Text section
Deferred Income (PCA): Mastering Account 487 at Year-End Close
An invoice collected in advance for a service not yet delivered: account 487 removes the premature revenue. Method, journal entries, worked examples and the watch-points we see at year-end for subscriptions, SaaS and services billed annually.
Expert note: This article was written by our chartered accountancy firm. Information is current as of 2026. For a personalised review of your situation, contact us.
You collect a 12,000 euro invoice in December for a service that will be delivered throughout the following year. Should you book it entirely in the result of the year now closing? No. That is precisely what deferred income is for, and it is one of the year-end adjustments we correct most often in subscription, SaaS and annually billed service files.
The stakes are not cosmetic. Deferred income handled poorly artificially inflates the year's revenue, distorts the margin, and can trigger corporate income tax on revenue that has not yet been earned. Conversely, ignoring it exposes you to a reassessment in the event of an audit, because matching revenue to the period it belongs to is not optional.
Quick answer#
Deferred income (PCA, account 487) is revenue already invoiced and often collected, but corresponding to a service not yet performed or goods not yet delivered at the closing date. At year-end, the unearned portion is removed from the result; at the start of the following year, it is recognized as revenue as the service is delivered. The amount is recorded net of tax: VAT was already collected when the invoice was issued.
What is deferred income?#
Deferred income is the portion of an invoice issued during the year that pays for a service belonging to the following year. Invoicing and collection precede delivery. In accounting terms, the revenue is earned only as the service is actually performed.
Typical cases we encounter:
- a software or SaaS subscription billed twelve months upfront;
- a maintenance or support contract paid in advance;
- rent collected in advance by a leasing company;
- a consulting engagement billed at kickoff but spread over several months;
- an advance payment on a future service, where it pays for delivery still to come.

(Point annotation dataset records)
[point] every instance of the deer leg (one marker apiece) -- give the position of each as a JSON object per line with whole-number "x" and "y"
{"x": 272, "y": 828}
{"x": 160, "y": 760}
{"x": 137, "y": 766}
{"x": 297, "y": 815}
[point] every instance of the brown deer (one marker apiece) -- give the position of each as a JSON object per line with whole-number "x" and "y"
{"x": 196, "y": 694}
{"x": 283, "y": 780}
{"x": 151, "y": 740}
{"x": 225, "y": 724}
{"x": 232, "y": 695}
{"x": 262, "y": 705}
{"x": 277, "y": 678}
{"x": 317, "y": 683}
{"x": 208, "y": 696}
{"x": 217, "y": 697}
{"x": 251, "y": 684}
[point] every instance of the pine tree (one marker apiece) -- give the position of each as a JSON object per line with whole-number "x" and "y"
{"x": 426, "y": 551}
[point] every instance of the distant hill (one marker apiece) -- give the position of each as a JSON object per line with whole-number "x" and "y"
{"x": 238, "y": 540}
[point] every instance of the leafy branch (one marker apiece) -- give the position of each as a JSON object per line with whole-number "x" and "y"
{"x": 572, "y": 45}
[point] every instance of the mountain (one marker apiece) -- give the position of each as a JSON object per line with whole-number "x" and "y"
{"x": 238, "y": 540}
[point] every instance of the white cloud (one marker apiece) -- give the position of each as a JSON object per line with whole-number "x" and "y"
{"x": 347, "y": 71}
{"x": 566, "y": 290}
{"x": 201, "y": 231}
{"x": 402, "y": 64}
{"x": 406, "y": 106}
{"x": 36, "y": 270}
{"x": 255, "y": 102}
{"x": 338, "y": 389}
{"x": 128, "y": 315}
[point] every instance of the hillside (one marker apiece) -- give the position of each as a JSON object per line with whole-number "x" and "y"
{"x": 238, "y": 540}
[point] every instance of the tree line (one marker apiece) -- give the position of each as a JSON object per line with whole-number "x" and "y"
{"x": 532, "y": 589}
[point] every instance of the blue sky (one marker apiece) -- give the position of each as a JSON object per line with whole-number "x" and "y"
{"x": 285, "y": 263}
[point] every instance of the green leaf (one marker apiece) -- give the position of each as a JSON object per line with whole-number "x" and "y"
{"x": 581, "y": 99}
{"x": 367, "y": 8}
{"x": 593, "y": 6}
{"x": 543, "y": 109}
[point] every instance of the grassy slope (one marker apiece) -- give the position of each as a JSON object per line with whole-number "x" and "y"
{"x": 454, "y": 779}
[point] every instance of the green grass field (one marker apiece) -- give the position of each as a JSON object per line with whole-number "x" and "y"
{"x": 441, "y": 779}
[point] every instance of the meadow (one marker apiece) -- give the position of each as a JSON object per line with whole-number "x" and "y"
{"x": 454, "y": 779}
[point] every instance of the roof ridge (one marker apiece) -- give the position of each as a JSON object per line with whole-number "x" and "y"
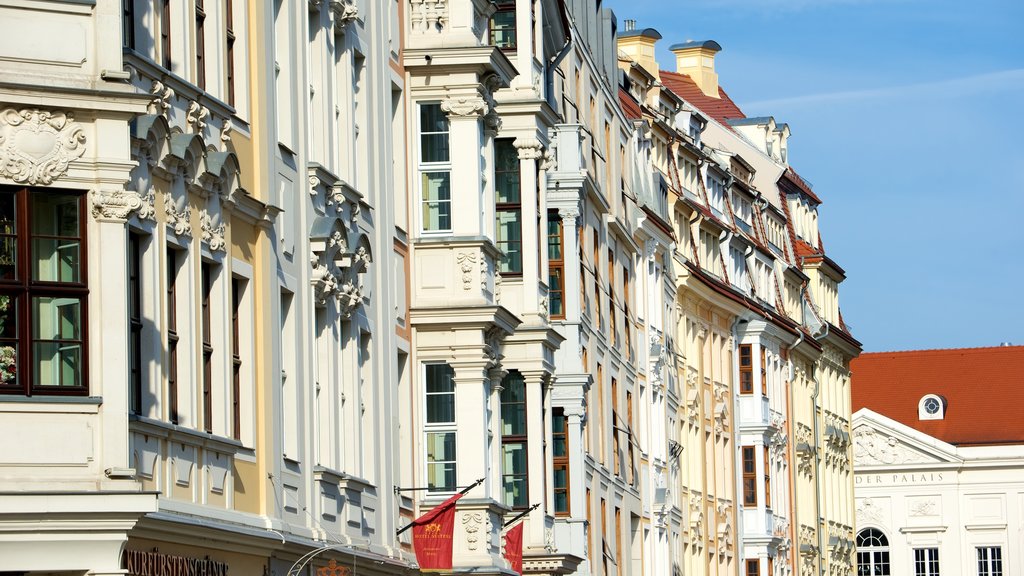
{"x": 945, "y": 351}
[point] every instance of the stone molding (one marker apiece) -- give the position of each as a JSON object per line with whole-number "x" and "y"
{"x": 37, "y": 146}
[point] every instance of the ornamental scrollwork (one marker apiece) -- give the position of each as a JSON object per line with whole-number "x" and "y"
{"x": 178, "y": 219}
{"x": 344, "y": 12}
{"x": 472, "y": 522}
{"x": 465, "y": 107}
{"x": 118, "y": 204}
{"x": 213, "y": 234}
{"x": 467, "y": 260}
{"x": 37, "y": 146}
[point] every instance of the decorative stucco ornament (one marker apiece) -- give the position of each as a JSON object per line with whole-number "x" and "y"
{"x": 37, "y": 146}
{"x": 464, "y": 107}
{"x": 179, "y": 220}
{"x": 115, "y": 203}
{"x": 344, "y": 12}
{"x": 213, "y": 234}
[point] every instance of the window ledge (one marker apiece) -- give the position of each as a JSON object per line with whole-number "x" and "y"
{"x": 96, "y": 400}
{"x": 188, "y": 436}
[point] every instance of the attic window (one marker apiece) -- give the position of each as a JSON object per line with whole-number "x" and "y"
{"x": 931, "y": 407}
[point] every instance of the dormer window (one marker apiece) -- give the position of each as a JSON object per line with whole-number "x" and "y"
{"x": 931, "y": 407}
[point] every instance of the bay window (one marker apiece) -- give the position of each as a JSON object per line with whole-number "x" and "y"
{"x": 503, "y": 33}
{"x": 135, "y": 325}
{"x": 556, "y": 266}
{"x": 745, "y": 369}
{"x": 508, "y": 207}
{"x": 513, "y": 398}
{"x": 440, "y": 427}
{"x": 560, "y": 459}
{"x": 435, "y": 169}
{"x": 750, "y": 477}
{"x": 43, "y": 292}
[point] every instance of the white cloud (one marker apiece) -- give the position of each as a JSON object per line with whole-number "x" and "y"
{"x": 1003, "y": 80}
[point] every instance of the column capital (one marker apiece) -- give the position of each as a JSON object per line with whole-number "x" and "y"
{"x": 473, "y": 108}
{"x": 115, "y": 205}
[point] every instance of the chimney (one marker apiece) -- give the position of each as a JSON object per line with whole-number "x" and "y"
{"x": 639, "y": 45}
{"x": 696, "y": 59}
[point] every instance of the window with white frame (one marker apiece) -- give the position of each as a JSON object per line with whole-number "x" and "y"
{"x": 926, "y": 562}
{"x": 43, "y": 292}
{"x": 872, "y": 552}
{"x": 989, "y": 561}
{"x": 737, "y": 270}
{"x": 743, "y": 210}
{"x": 711, "y": 252}
{"x": 776, "y": 240}
{"x": 689, "y": 177}
{"x": 716, "y": 195}
{"x": 435, "y": 169}
{"x": 439, "y": 427}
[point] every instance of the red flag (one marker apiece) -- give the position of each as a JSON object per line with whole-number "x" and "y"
{"x": 432, "y": 536}
{"x": 513, "y": 547}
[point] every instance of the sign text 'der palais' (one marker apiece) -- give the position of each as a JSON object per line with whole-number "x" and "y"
{"x": 897, "y": 478}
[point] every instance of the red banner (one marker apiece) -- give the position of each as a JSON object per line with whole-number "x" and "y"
{"x": 513, "y": 547}
{"x": 432, "y": 536}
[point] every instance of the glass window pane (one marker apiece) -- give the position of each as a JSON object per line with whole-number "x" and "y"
{"x": 436, "y": 201}
{"x": 434, "y": 148}
{"x": 8, "y": 237}
{"x": 56, "y": 348}
{"x": 561, "y": 501}
{"x": 433, "y": 134}
{"x": 503, "y": 30}
{"x": 440, "y": 377}
{"x": 54, "y": 214}
{"x": 55, "y": 259}
{"x": 506, "y": 172}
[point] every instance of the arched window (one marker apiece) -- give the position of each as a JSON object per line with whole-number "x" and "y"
{"x": 872, "y": 552}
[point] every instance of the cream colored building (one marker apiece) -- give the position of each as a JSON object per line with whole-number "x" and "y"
{"x": 279, "y": 277}
{"x": 939, "y": 490}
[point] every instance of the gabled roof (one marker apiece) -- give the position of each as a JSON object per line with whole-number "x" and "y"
{"x": 796, "y": 179}
{"x": 983, "y": 391}
{"x": 630, "y": 106}
{"x": 721, "y": 109}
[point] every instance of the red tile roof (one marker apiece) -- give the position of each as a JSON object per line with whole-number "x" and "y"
{"x": 983, "y": 389}
{"x": 800, "y": 182}
{"x": 630, "y": 106}
{"x": 721, "y": 109}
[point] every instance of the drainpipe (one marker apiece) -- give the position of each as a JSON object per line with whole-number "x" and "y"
{"x": 817, "y": 476}
{"x": 549, "y": 74}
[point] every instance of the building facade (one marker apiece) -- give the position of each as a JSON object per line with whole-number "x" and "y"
{"x": 279, "y": 278}
{"x": 939, "y": 490}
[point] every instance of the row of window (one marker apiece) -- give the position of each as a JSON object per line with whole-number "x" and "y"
{"x": 161, "y": 11}
{"x": 44, "y": 310}
{"x": 872, "y": 557}
{"x": 439, "y": 438}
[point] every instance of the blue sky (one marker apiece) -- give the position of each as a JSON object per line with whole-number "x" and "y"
{"x": 906, "y": 118}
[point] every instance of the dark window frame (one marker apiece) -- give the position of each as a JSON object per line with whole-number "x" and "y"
{"x": 556, "y": 268}
{"x": 172, "y": 335}
{"x": 165, "y": 35}
{"x": 22, "y": 289}
{"x": 134, "y": 323}
{"x": 511, "y": 439}
{"x": 745, "y": 369}
{"x": 506, "y": 146}
{"x": 750, "y": 476}
{"x": 200, "y": 44}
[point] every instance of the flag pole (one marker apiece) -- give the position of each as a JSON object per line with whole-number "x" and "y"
{"x": 461, "y": 492}
{"x": 520, "y": 515}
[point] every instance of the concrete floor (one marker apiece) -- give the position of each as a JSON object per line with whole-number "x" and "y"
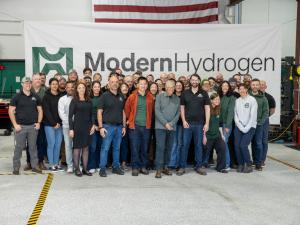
{"x": 261, "y": 198}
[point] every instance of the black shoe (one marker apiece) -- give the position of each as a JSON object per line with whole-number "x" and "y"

What is asked
[1] Answer these questions using the article on deferred income:
(a) Which account number is used for deferred income?
(b) In the opening example, what is the amount of the invoice collected in December?
(c) Why is the deferred income amount recorded net of tax?
[2] Format the records from the line containing "[point] every instance of the gabled" through the end of the records, inclusive, as a Markdown table with the columns Row and Line. Skip blank lines and leave out the pictures.
These records are unrelated to the article on deferred income.

Solution set
[1]
(a) Account 487.
(b) 12,000 euros.
(c) VAT was already collected when the invoice was issued.

[2]
| Row | Line |
|---|---|
| 1 | [point] every instance of the gabled roof (one marker apiece) -- give the position of each as a JSON object per line with whole-number "x" and "y" |
| 2 | {"x": 796, "y": 179} |
| 3 | {"x": 983, "y": 391} |
| 4 | {"x": 630, "y": 106} |
| 5 | {"x": 721, "y": 109} |
| 6 | [point] every instance of the red tile roof (one marker apiece) -- give the position of each as a JSON object per line with whole-number "x" and "y" |
| 7 | {"x": 983, "y": 389} |
| 8 | {"x": 800, "y": 182} |
| 9 | {"x": 630, "y": 106} |
| 10 | {"x": 721, "y": 109} |
| 11 | [point] every instance of the drainpipe (one marker apiece) -- give the position of each as a JSON object per line with whole-number "x" and "y" |
| 12 | {"x": 817, "y": 476} |
| 13 | {"x": 549, "y": 74} |
| 14 | [point] every instance of the building facade (one marker apiece) -- give the position of each as a JSON object per line with whole-number "x" and "y" |
| 15 | {"x": 279, "y": 278} |
| 16 | {"x": 939, "y": 490} |
| 17 | [point] every instance of the row of window (one marker apiece) -- give the position of each as a JSON object per line with whole-number "x" and "y" |
| 18 | {"x": 161, "y": 11} |
| 19 | {"x": 44, "y": 310} |
| 20 | {"x": 872, "y": 557} |
| 21 | {"x": 439, "y": 438} |
| 22 | [point] every instance of the blue sky (one marker apiece) -- give the position of each as a JSON object per line with whole-number "x" and "y" |
| 23 | {"x": 906, "y": 118} |
| 24 | [point] every instance of the dark window frame (one marker apiece) -- give the position of each as a JSON object per line with whole-number "x" and "y" |
| 25 | {"x": 556, "y": 268} |
| 26 | {"x": 172, "y": 335} |
| 27 | {"x": 165, "y": 35} |
| 28 | {"x": 22, "y": 289} |
| 29 | {"x": 134, "y": 323} |
| 30 | {"x": 511, "y": 439} |
| 31 | {"x": 745, "y": 369} |
| 32 | {"x": 506, "y": 146} |
| 33 | {"x": 750, "y": 476} |
| 34 | {"x": 200, "y": 44} |
| 35 | [point] every instance of the flag pole (one marker apiece) -- give the position of each as a JSON object per line with whole-number "x" and "y" |
| 36 | {"x": 461, "y": 492} |
| 37 | {"x": 520, "y": 515} |
| 38 | [point] every instance of the concrete floor (one marker apiece) -- give the position of each as a JSON object per line with whole-number "x" and "y" |
| 39 | {"x": 261, "y": 198} |
| 40 | [point] every instance of the black shoe (one marker apiece) -- give the position of each as a JSON object per line with whole-number "x" and "y" |